= YOUR TASKS =
1) Answer these questions about the passage on Herzog and Kinski:
(a) What would crew members frequently offer to do for Herzog during several film shoots?
(b) Which two of Kinski's costars does Herzog interview?
(c) According to Kinski, what is the purpose of the insults and extreme negativity in All I Need Is Love?
2) Rewrite the passage on Herzog and Kinski from "Though most of" up to and including "an untalented hack.", replacing "crew" with "staff".
3) Continue the passage on Herzog and Kinski from its last sentence.

= TEXT BLOCK =
----
Though most of the film is devoted to Aguirre, Herzog does offer up anecdotes about his other collaborations with Kinski. He tells how Kinski would regularly threaten to have him killed and he admits to often fantasizing about killing Klaus Kinski himself. He goes as far as to mention that, during several film shoots, members of the crew would frequently (and seriously) offer to kill Kinski for him. He also tells of the hurt of continually reading the latest Kinski interview in which Kinski would, without fail, refer to his director as being an untalented hack.
And yet, the portrait of Klaus Kinski that emerges here is not exactly negative. Even as Herzog tells us that he often wanted to murder Kinski, he finds the time to visit the apartment where an undiscovered, penniless Kinski once lived. He talks to people who knew Kinski when he was younger and they offer up stories of a young man who, while undeniably arrogant, was also refreshingly honest in his refusal to compromise his own unique vision of the world. Herzog interviews two of Kinski’s costars, Eva Mattes and Claudia Cardinale. Both Mattes and Cardinale describe Kinski as being gentle, calm, and supportive while dealing with them. Mattes is especially touching as the amount of affection she felt for this supposed madman is obvious in every word she says. Kinski, himself, is seen assuring Herzog that all the insults and extreme negativity in All I Need Is Love is simply a ruse to convince people to buy the book. In short, Kinski is simply giving the people what they want.
----
= RECORD EXTRACTS =
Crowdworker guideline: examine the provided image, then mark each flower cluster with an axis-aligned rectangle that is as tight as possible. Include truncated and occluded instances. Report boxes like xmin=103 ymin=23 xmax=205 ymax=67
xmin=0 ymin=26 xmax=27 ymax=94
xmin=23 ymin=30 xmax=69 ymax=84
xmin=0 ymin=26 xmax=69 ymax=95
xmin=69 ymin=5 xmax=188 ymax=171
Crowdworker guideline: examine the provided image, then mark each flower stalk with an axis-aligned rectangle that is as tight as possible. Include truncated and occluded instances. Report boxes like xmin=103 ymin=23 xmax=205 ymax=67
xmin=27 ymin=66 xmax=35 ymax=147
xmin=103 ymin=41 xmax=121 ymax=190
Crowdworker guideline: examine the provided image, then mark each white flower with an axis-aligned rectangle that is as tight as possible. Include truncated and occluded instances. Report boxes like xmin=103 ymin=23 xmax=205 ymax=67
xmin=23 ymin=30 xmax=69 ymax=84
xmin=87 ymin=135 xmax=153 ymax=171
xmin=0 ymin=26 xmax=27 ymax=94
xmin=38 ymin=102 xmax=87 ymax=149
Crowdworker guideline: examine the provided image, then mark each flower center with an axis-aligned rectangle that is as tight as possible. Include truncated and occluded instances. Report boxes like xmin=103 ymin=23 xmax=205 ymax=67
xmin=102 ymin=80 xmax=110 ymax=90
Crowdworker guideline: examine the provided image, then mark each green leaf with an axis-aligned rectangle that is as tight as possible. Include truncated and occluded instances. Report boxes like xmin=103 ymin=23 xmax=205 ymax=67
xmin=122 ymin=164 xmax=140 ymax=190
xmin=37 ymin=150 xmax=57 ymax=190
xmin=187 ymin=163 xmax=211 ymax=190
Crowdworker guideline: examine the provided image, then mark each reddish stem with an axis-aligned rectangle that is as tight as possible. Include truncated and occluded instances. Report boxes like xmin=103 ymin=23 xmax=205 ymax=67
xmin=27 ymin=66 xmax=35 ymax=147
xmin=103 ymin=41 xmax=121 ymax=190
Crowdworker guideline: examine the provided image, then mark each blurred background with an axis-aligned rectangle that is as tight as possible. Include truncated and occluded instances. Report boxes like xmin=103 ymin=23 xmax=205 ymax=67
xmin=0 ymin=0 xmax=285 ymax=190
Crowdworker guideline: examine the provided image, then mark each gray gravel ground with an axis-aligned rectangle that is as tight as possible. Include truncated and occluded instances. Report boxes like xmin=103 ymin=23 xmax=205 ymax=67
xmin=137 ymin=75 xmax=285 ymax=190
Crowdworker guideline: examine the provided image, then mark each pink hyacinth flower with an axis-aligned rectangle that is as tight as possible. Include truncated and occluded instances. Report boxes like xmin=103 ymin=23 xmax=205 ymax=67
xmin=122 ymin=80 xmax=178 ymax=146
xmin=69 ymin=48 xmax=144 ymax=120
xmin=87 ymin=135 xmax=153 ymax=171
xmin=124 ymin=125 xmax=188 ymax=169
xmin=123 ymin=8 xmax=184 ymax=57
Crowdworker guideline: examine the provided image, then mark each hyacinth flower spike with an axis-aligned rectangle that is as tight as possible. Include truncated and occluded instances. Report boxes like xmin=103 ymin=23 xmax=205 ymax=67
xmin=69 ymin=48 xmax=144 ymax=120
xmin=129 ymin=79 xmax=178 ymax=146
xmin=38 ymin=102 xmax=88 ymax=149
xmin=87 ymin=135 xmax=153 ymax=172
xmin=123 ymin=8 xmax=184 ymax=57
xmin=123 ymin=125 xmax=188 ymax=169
----
= ANSWERS TO THE PROBLEMS =
1)
(a) They would offer to kill Kinski for him.
(b) Eva Mattes and Claudia Cardinale.
(c) They are a ruse to convince people to buy the book.

2)
Though most of the film is devoted to Aguirre, Herzog does offer up anecdotes about his other collaborations with Kinski. He tells how Kinski would regularly threaten to have him killed and he admits to often fantasizing about killing Klaus Kinski himself. He goes as far as to mention that, during several film shoots, members of the staff would frequently (and seriously) offer to kill Kinski for him. He also tells of the hurt of continually reading the latest Kinski interview in which Kinski would, without fail, refer to his director as being an untalented hack.

3)
As much as I loved My Best Friend, there were still some things that I wish the movie had spent more time on. Beyond a few tantalizing hints, we learn little of Kinski’s life before he first met Herzog (though we do learn that Kinski had spent time in a mental hospital where he was diagnosed as being schizophrenic) and even less time is spent on the hundreds of films that Kinski made without Herzog. While this makes sense as the film is about Herzog’s relationship with Kinski, it also creates the impression that Kinski was an unknown before Herzog cast him. This simply is not true as Kinski was already had something of a cult following as the result of appearing in several Italian spaghetti westerns. As well, Herzog doesn’t go into near enough detail about the Cobra Verde shoot that eventually led to the end of his collaboration with Kinski. Perhaps its understandable that Herzog would prefer to concentrate on obvious triumphs like Aguirre and Nosferatu but it’s still hard not to feel that he’s allowing his own ego to get in the way of telling the full story of his relationship with Klaus Kinski.
However, any and all flaws are rendered moot by the film’s final scenes. We first see Kinski, during the shooting of Fitzcarraldo, angrily screaming and shouting at a crew member. This is Kinski at his worst (though Herzog insists this is actually a rather mild example of Kinski’s anger), a raving madman who seems to intent of inspiring his audience to rise up and destroy him.
This is followed by a scene in that same Peruvian jungle where Kinski, smiling almost beatifically, gently plays with a butterfly.
After seeing that scene, it leaves me convinced (as it did Herzog) that there truly was the soul of poet lurking underneath the monstrous facade of Klaus Kinski.